Dataset entries:

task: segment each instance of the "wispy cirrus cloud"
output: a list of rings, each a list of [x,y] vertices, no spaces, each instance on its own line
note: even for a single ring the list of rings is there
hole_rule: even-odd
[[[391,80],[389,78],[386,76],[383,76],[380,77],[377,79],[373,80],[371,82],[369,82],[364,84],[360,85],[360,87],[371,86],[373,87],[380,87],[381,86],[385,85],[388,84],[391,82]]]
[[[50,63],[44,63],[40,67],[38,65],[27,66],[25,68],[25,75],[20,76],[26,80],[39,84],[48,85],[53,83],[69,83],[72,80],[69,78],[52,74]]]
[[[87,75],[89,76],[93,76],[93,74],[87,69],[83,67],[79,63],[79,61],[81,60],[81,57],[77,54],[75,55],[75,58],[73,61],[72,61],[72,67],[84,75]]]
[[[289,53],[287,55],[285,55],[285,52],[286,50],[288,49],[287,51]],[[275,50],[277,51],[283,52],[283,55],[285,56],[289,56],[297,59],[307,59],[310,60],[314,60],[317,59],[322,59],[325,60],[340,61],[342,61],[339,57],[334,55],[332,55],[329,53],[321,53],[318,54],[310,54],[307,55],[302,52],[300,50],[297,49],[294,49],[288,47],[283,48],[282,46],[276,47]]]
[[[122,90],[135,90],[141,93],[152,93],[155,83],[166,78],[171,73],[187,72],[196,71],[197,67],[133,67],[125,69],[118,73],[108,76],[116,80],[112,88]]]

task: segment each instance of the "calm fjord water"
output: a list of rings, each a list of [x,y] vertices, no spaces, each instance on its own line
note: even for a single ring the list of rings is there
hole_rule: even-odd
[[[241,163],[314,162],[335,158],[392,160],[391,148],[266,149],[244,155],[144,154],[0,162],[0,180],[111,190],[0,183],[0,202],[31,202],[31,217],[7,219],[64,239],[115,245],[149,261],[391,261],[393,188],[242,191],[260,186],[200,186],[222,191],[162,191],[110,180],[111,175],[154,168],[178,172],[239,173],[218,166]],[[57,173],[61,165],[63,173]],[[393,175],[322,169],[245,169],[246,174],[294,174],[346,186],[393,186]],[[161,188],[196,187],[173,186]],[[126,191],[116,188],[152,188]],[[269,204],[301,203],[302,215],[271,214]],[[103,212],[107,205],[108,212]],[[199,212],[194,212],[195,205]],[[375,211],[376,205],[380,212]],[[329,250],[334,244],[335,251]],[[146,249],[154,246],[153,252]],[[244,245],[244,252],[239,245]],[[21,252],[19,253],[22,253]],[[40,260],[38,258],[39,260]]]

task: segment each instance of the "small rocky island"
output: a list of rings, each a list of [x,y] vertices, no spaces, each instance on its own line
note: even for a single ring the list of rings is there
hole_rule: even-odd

...

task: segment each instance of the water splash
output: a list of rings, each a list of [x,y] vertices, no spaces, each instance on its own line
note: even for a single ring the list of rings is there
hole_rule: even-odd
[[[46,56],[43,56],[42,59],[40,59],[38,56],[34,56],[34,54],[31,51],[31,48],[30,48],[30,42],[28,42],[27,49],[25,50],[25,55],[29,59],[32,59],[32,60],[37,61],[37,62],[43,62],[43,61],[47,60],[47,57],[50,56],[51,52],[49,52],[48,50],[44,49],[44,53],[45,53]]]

--

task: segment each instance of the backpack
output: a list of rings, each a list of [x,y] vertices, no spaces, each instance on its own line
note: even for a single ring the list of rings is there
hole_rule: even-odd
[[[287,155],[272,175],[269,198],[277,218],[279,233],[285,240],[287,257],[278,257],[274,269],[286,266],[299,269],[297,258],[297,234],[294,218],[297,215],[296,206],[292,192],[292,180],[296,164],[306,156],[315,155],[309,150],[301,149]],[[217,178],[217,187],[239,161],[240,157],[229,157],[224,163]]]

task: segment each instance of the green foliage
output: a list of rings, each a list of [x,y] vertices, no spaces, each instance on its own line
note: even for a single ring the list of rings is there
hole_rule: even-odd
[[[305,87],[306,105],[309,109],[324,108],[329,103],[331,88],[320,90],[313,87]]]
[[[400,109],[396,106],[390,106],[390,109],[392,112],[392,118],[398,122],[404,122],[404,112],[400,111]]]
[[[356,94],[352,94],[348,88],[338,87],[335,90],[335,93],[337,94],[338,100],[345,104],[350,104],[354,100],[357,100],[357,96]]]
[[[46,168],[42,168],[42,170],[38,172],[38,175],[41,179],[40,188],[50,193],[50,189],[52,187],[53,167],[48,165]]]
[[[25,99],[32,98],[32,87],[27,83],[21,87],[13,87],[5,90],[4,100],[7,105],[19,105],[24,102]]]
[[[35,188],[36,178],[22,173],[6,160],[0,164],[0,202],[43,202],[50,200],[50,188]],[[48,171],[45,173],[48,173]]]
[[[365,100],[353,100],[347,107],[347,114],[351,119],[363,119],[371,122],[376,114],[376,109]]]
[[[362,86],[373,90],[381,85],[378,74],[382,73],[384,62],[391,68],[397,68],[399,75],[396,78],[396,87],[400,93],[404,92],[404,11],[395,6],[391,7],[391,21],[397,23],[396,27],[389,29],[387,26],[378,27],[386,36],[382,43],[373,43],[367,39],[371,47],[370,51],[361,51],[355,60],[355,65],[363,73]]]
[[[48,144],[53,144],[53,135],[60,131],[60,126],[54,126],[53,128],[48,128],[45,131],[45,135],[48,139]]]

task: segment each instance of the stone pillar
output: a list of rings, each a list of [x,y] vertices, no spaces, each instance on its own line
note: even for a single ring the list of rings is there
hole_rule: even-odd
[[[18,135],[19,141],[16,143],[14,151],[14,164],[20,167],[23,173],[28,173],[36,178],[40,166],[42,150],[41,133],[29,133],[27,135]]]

* Set exercise: Filter the data above, keeping only the lines that contain the word "water". Treat uppercase and lowercase as different.

* Task output:
task: segment each instance of the "calm fjord water"
task: segment each instance of the water splash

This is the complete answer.